Leave out the pictures and output the data verbatim.

Stored items
______________________________

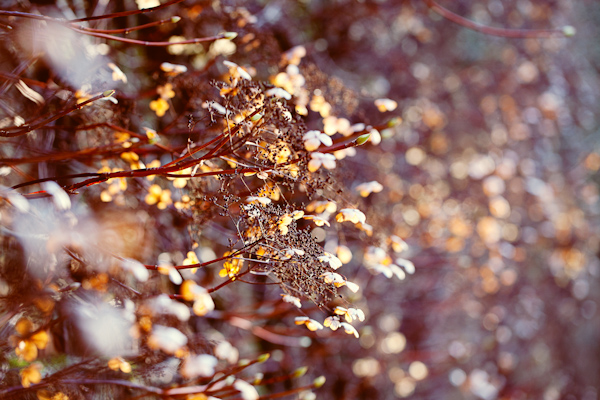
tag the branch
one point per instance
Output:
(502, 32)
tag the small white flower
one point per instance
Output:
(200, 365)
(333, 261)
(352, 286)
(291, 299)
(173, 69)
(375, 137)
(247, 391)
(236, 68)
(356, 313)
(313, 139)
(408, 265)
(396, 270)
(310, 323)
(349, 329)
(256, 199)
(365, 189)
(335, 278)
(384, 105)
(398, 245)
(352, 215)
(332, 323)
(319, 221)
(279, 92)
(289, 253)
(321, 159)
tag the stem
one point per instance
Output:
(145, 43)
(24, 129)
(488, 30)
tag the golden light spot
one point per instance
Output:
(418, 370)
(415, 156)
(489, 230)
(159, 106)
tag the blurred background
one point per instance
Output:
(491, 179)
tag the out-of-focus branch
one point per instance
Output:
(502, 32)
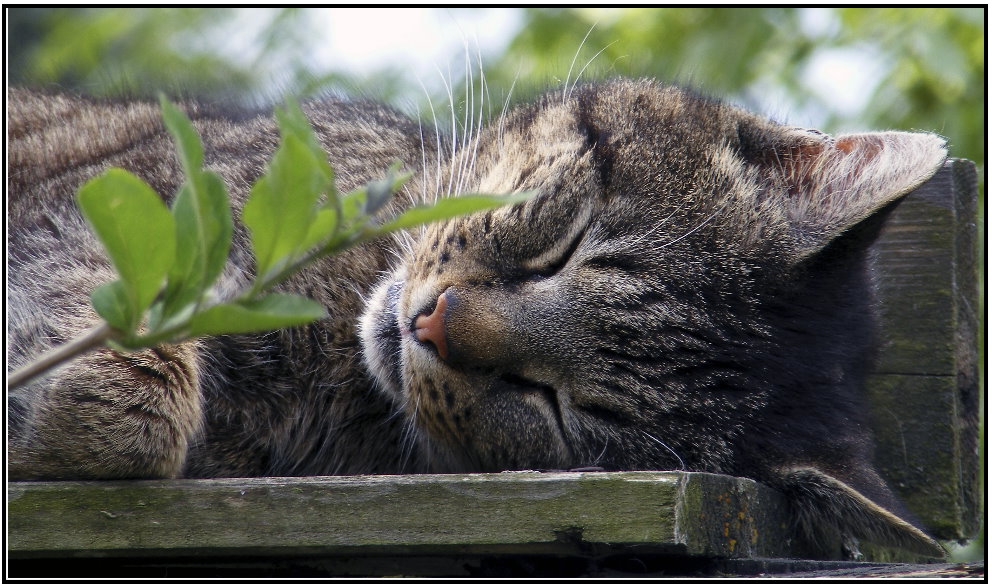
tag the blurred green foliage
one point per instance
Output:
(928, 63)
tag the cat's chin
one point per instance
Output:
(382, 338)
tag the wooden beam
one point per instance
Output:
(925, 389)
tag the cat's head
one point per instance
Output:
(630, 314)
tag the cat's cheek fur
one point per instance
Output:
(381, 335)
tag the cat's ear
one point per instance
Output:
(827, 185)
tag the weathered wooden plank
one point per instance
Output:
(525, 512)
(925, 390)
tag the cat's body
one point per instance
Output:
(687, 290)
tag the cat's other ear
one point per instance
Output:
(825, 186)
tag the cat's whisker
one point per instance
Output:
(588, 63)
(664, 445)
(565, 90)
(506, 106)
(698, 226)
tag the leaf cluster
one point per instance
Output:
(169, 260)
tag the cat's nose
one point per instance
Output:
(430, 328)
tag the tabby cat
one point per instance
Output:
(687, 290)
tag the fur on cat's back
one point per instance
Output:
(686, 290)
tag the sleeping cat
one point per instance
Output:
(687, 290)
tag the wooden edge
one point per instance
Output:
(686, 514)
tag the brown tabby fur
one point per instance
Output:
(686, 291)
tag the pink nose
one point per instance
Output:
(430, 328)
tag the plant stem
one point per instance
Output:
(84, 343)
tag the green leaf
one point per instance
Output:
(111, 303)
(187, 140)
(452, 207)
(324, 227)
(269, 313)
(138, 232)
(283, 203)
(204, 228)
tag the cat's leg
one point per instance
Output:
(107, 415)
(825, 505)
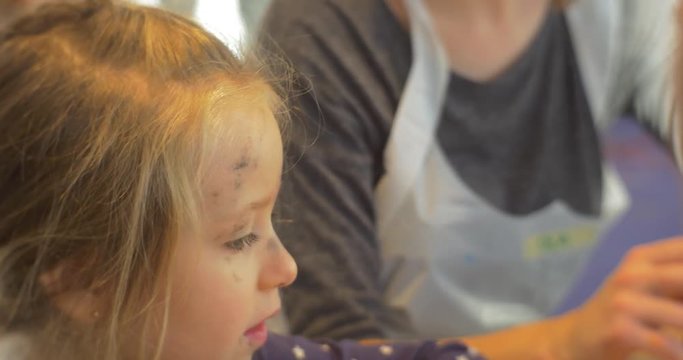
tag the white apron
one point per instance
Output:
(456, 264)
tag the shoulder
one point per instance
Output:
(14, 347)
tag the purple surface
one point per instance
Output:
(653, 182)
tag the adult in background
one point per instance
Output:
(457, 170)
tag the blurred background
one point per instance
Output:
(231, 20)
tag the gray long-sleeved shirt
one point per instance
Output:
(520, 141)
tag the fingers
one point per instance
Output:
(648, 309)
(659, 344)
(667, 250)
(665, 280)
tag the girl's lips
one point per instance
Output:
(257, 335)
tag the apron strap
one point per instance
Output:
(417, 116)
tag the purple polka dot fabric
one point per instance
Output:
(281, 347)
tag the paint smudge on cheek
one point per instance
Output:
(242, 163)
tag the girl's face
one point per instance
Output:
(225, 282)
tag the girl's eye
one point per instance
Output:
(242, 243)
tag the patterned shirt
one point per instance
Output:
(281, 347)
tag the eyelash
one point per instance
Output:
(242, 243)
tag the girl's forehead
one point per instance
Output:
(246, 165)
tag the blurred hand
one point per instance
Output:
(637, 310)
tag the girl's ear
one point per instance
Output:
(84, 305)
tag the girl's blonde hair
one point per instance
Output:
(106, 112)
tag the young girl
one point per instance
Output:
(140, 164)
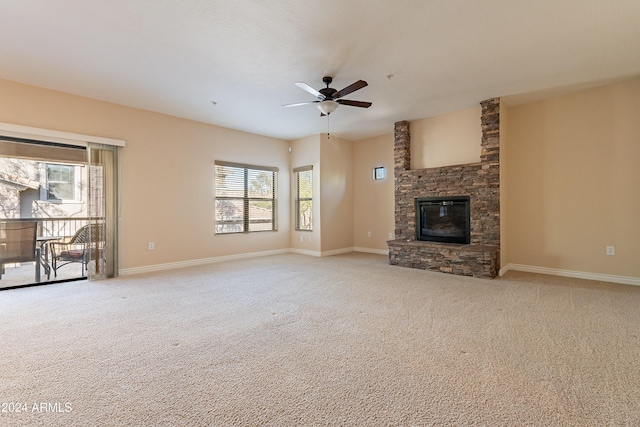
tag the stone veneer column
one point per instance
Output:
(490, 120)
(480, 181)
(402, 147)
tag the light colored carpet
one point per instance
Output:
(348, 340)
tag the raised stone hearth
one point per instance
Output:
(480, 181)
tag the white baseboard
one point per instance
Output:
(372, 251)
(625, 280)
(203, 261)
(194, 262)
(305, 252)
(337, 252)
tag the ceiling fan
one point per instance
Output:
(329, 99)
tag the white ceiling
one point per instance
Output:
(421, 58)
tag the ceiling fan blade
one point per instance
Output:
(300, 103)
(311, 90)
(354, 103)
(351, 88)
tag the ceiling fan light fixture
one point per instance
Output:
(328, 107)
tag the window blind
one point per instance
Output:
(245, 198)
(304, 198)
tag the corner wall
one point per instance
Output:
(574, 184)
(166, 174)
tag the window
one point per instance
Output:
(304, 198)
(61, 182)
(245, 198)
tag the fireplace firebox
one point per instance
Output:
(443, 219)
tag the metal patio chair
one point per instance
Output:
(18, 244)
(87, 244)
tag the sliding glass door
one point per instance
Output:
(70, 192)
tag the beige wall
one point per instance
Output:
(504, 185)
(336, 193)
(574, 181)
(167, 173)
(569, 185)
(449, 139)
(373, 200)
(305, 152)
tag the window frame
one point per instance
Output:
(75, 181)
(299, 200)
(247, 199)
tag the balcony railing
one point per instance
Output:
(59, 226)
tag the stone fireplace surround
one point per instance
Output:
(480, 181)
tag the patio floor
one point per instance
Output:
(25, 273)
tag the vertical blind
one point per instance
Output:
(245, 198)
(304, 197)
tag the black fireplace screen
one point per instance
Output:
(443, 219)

______________________________

> **Task output**:
tag the branch
one point per instance
Output:
(502, 32)
tag the small white flower
one point per instance
Output:
(200, 365)
(333, 261)
(352, 286)
(291, 299)
(173, 69)
(375, 137)
(247, 391)
(236, 68)
(356, 313)
(313, 139)
(408, 265)
(396, 270)
(310, 323)
(349, 329)
(256, 199)
(365, 189)
(335, 278)
(384, 105)
(398, 245)
(352, 215)
(332, 323)
(319, 221)
(279, 92)
(289, 253)
(321, 159)
tag the stem
one point per instance
Output:
(145, 43)
(24, 129)
(488, 30)
tag the golden light spot
one point per instance
Output:
(418, 370)
(415, 156)
(489, 230)
(159, 106)
tag the blurred background
one point per instance
Output:
(491, 179)
tag the out-of-focus branch
one point per instance
Output:
(502, 32)
tag the blurred green foliage
one point per instance
Output:
(928, 63)
tag the cat's chin
one point per instance
Output:
(382, 338)
tag the wooden beam
one point per instance
Output:
(925, 389)
tag the cat's head
one point per instance
Output:
(630, 314)
tag the cat's cheek fur
one point per instance
Output:
(381, 335)
tag the cat's ear
one point per instance
Output:
(827, 185)
tag the weathered wooden plank
one point per instance
Output:
(525, 512)
(925, 390)
tag the cat's body
one point per instance
Output:
(687, 290)
tag the cat's other ear
one point per instance
Output:
(825, 186)
tag the cat's whisker
one point per instance
Output:
(588, 63)
(664, 445)
(565, 90)
(506, 106)
(698, 226)
tag the leaf cluster
one point per instance
Output:
(169, 260)
tag the cat's nose
one point per instance
Output:
(430, 328)
tag the tabby cat
one point per instance
Output:
(687, 290)
tag the fur on cat's back
one point per instance
Output:
(686, 290)
tag the sleeping cat
one point per instance
Output:
(687, 290)
tag the wooden edge
one point per instance
Output:
(686, 514)
tag the brown tabby fur
one point per instance
Output:
(686, 291)
tag the pink nose
one point per instance
Output:
(430, 328)
tag the plant stem
one point per instance
Output:
(84, 343)
tag the green leaf
one point per instance
Output:
(111, 303)
(187, 140)
(452, 207)
(324, 227)
(269, 313)
(138, 232)
(283, 203)
(204, 228)
tag the cat's leg
one point per instance
Output:
(107, 415)
(825, 505)
tag the white apron
one point per instance
Output:
(456, 264)
tag the shoulder
one point per instance
Output:
(14, 347)
tag the purple surface
one point per instance
Output:
(653, 182)
tag the adult in background
one point per instance
Output:
(457, 170)
tag the blurred background
one point per instance
Output:
(231, 20)
tag the gray long-sleeved shirt
one point per instance
Output:
(520, 141)
tag the fingers
one point per instance
Output:
(648, 309)
(659, 344)
(667, 250)
(665, 280)
tag the girl's lips
one point per instance
Output:
(257, 335)
tag the apron strap
one point per instance
Output:
(417, 116)
tag the purple polka dot fabric
one point per instance
Output:
(281, 347)
tag the paint smudge on cheek
one point per instance
Output:
(242, 163)
tag the girl's face
one point per instance
Output:
(225, 282)
tag the girl's eye
one point per instance
Output:
(242, 243)
tag the patterned shirt
one point per instance
Output:
(281, 347)
tag the eyelash
one point per instance
Output:
(242, 243)
tag the girl's forehead
one point per instance
Output:
(246, 165)
tag the blurred hand
one point per instance
Output:
(637, 310)
tag the girl's ear
one point per instance
Output:
(84, 305)
tag the girl's blonde hair
one point per instance
Output:
(106, 112)
tag the young girl
one point per instance
Output:
(140, 164)
tag the stone veneer column
one point per instance
Output:
(490, 120)
(480, 181)
(402, 147)
tag the light colored carpet
one point per instance
Output:
(348, 340)
tag the raised stone hearth
one point per instance
Output:
(480, 181)
tag the white baseboard
one point per instance
Output:
(372, 251)
(625, 280)
(203, 261)
(194, 262)
(305, 252)
(337, 252)
tag the ceiling fan
one point per instance
Output:
(329, 99)
tag the white ceiling
one point per instance
Output:
(421, 58)
tag the ceiling fan blade
one point per instance
Output:
(300, 103)
(311, 90)
(354, 103)
(351, 88)
tag the ceiling fan light fixture
one point per instance
Output:
(328, 107)
tag the window blind
one point per instance
Output:
(245, 198)
(304, 198)
tag the corner wall
one point per instance
Output:
(574, 184)
(166, 174)
tag the window
one point per instance
Output:
(304, 198)
(61, 182)
(245, 198)
tag the fireplace firebox
one point per instance
Output:
(443, 219)
tag the metal patio chair
one point per instance
Output:
(18, 244)
(87, 244)
tag the sliding glass door
one point per instance
Output:
(70, 192)
tag the beige wall
one point per instance
Output:
(504, 185)
(336, 193)
(574, 181)
(167, 173)
(569, 185)
(449, 139)
(373, 200)
(305, 152)
tag the window frame
one point per instance
Output:
(75, 181)
(299, 200)
(247, 199)
tag the balcony railing
one point per instance
Output:
(59, 226)
tag the stone fireplace surround
one point per instance
Output:
(480, 181)
tag the patio floor
one point per instance
Output:
(25, 273)
tag the vertical blind
one point per instance
Output:
(245, 198)
(304, 197)
tag the black fireplace screen
one point per instance
Output:
(443, 219)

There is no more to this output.